**** TEXTO DE ORIGEN ****

La formación médica continua fortalece tanto las competencias técnicas como la empatía con el paciente.
Sin embargo, acceder a formación médica continua de calidad en países como el nuestro representa un desafío real. Uno de los principales obstáculos es el tiempo: la sobrecarga asistencial y administrativa suele dejar poco margen para el estudio y la reflexión. A ello se suma una avalancha de información científica que no siempre es confiable o aplicable, y un ecosistema académico que, en muchos casos, carece de los estándares necesarios. La proliferación de facultades de medicina que no aportan calidad formativa es un ejemplo de cómo el país necesita una mirada más rigurosa y estratégica sobre cómo se está preparando a sus futuros médicos.
En ese sentido, urge una mayor participación de las instituciones de salud, que conocen de cerca las brechas reales, en las decisiones sobre formación profesional. Necesitamos líderes en gestión de servicios de salud que comprendan que esta disciplina requiere habilidades distintas a las clínicas, y que promuevan alianzas con centros de excelencia en el extranjero. En mi caso, he optado por continuar formándome en inteligencia artificial y ciencia de datos en la Universidad de Chicago, porque estoy convencido de que el presente y futuro de la medicina también pasa por la capacidad de usar y analizar la información de manera sistemática, al servicio del paciente.

**** LÍNEAS EXTRAÍDAS ****

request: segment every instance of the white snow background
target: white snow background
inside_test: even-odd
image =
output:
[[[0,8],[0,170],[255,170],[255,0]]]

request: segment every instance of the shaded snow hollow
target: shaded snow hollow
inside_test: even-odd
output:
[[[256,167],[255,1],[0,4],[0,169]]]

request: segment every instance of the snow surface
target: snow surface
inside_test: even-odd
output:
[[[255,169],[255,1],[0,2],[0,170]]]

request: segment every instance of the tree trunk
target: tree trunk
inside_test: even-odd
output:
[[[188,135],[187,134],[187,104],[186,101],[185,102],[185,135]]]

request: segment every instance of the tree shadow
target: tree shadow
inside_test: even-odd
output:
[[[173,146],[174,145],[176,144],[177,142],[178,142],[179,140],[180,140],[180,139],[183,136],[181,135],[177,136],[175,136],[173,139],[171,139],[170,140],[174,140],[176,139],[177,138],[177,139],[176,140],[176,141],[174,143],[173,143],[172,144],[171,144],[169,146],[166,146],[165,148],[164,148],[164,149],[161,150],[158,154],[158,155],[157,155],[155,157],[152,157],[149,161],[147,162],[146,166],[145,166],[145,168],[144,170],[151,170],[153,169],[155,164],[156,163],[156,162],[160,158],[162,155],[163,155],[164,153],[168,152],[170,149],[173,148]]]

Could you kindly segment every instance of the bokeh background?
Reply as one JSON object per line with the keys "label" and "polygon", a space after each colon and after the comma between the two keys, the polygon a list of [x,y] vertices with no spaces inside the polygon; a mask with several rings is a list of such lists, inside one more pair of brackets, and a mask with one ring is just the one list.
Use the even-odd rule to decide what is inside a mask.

****

EXPLORE EL MATERIAL =
a: Responda brevemente a las siguientes preguntas sobre el texto acerca de la formación médica continua:
(i) ¿Qué dos aspectos fortalece la formación médica continua?
(ii) ¿Qué se menciona como uno de los principales obstáculos para acceder a ella?
(iii) ¿En qué disciplinas y en qué universidad ha optado por seguir formándose quien escribe?
b: Reproduzca el fragmento del texto sobre formación médica continua que comienza en las palabras que contienen "En ese sentido, urge" y termina después de "servicio del paciente.", sustituyendo "líderes" por "responsables".
c: Prolongue el texto sobre la formación médica continua a partir del punto en que concluye.

LISTA DE RESPUESTAS =
a:
(i) Las competencias técnicas y la empatía con el paciente.
(ii) El tiempo.
(iii) En inteligencia artificial y ciencia de datos, en la Universidad de Chicago.

b:
En ese sentido, urge una mayor participación de las instituciones de salud, que conocen de cerca las brechas reales, en las decisiones sobre formación profesional. Necesitamos responsables en gestión de servicios de salud que comprendan que esta disciplina requiere habilidades distintas a las clínicas, y que promuevan alianzas con centros de excelencia en el extranjero. En mi caso, he optado por continuar formándome en inteligencia artificial y ciencia de datos en la Universidad de Chicago, porque estoy convencido de que el presente y futuro de la medicina también pasa por la capacidad de usar y analizar la información de manera sistemática, al servicio del paciente.

c:
El liderazgo clínico juega un rol fundamental en esta transformación. No se trata solo de predicar con el ejemplo, sino de crear entornos seguros donde el aprendizaje sea posible. Espacios de análisis interdisciplinario, programas internos de educación médica continua, acceso a bibliografía internacional y mentoría entre profesionales son algunas estrategias que hemos aplicado con resultados concretos, tanto en la mejora de las competencias como en el fortalecimiento del compromiso con la práctica médica.
Finalmente, es importante recordar que la formación continua no solo perfecciona habilidades técnicas. También nos hace mejores en lo humano. La empatía, la capacidad de escuchar y de tomar decisiones éticas se cultivan a lo largo del tiempo. Estar abiertos a aprender es también estar abiertos a comprender mejor a quienes confían en nosotros en momentos de vulnerabilidad.
Aprender no es una etapa que termina con un diploma, es una actitud permanente. Y en medicina, esa actitud es también una forma de cuidado.